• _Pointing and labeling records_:
+-------+

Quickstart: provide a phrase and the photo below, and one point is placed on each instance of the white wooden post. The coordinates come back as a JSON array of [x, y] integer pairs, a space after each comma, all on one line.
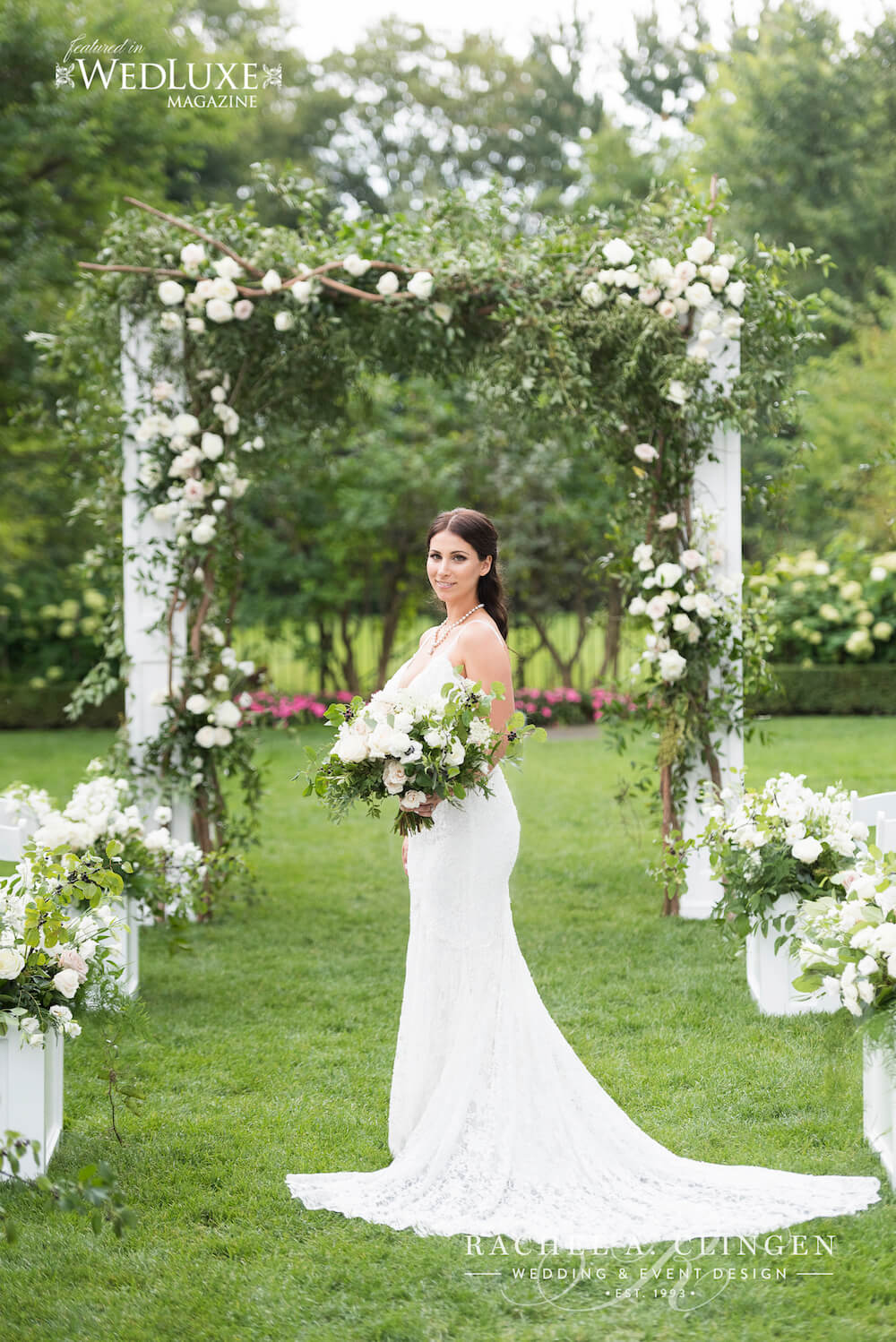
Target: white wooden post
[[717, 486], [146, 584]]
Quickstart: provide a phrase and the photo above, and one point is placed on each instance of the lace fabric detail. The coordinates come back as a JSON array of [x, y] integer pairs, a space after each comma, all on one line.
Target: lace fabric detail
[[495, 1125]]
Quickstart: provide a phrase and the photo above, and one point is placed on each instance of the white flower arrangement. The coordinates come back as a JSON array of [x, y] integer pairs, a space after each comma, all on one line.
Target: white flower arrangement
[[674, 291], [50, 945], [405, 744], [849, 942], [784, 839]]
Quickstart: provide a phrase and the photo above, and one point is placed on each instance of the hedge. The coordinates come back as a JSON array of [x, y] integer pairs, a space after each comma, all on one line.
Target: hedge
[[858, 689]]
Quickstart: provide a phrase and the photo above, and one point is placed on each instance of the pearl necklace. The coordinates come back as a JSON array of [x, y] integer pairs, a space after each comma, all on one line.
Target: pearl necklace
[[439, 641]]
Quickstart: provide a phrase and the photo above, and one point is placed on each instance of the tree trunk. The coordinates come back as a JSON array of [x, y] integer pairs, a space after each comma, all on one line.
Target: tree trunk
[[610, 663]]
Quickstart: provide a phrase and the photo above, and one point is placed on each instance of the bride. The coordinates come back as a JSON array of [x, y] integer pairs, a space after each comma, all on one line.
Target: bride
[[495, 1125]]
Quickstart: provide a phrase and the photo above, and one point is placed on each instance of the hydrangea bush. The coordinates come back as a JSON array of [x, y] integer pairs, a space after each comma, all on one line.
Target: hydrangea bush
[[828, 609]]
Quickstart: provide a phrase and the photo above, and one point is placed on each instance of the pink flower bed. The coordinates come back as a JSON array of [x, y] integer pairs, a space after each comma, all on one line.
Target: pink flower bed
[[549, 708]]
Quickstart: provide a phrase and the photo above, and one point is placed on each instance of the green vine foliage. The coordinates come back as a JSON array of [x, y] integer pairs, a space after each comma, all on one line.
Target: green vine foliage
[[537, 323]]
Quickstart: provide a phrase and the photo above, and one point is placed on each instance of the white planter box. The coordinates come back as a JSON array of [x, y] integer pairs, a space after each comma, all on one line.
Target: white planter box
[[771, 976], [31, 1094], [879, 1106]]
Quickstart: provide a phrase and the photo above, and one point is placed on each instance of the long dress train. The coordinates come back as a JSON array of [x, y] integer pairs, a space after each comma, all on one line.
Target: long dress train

+-------+

• _Task to carry out_:
Can you give the part of the records that opens with the line containing "of the lace" and closes with the line containing "[[549, 708]]" as a Markdown table with the columns Row and Text, putting a running number in Row and each line in Text, with blank lines left out?

• _Correct response_:
| Row | Text |
|---|---|
| 1 | Quickstart: provide a phrase and the photo above, and one point is placed on each instance of the lace fabric detail. The coordinates come back as a JSON array of [x, y] integer pairs, a space after each comma, all on one line. |
| 2 | Target: lace fabric detail |
| 3 | [[495, 1125]] |
| 4 | Quickstart: provide a phrase and the photo above, and one point is placed on each instance of the white flower arrangement. The coordinates come back as a JSON array of [x, y] integer pairs, a space after each comma, all on one line. |
| 5 | Target: white flower arrangement |
| 6 | [[674, 291], [50, 945], [405, 744], [849, 942], [784, 839]] |
| 7 | Quickstart: provide a phrase and the photo above, and one point is placed on each instance of the hedge. The coordinates come back as a JSON array of [x, y] integer pairs, a space after each comma, all on one line. |
| 8 | Target: hedge |
| 9 | [[858, 689]] |
| 10 | Quickstart: provide a phrase and the photo above, and one point is placed on each instance of the pearl necklace. The coordinates come back as a JSON array of [x, y] integer pairs, a space after each comma, all on one line. |
| 11 | Target: pearl necklace |
| 12 | [[439, 641]] |
| 13 | Quickstart: provide a phrase and the photo above, and one point is placed on each instance of the tree trunk. The coordinates come back as a JSON array of [x, y] integer pairs, a space after each comma, all on one line. |
| 14 | Target: tree trunk |
| 15 | [[610, 663]] |
| 16 | Quickstart: provide a phrase and the photo above, and one point is placed on each instance of the bride. The coordinates come back as a JSON array of [x, y] integer pairs, a space after each comma, all on one line. |
| 17 | Target: bride |
| 18 | [[495, 1125]] |
| 19 | Quickstart: provide a phrase and the photo above, and one point is placed on each instance of the hydrangea bush. The coordinates come back as a JSON array of [x, y] integer pairs, a space after each comma, all on one line. |
| 20 | Target: hydrangea bush |
| 21 | [[828, 609]] |
| 22 | Quickstart: provide a phrase and the photo above, and one point is placed on each instance of the pink flower bed. The coordinates come back as a JSON array of [x, y] integer pairs, a space after each comma, all on one line. |
| 23 | Target: pink flower bed |
| 24 | [[549, 708]] |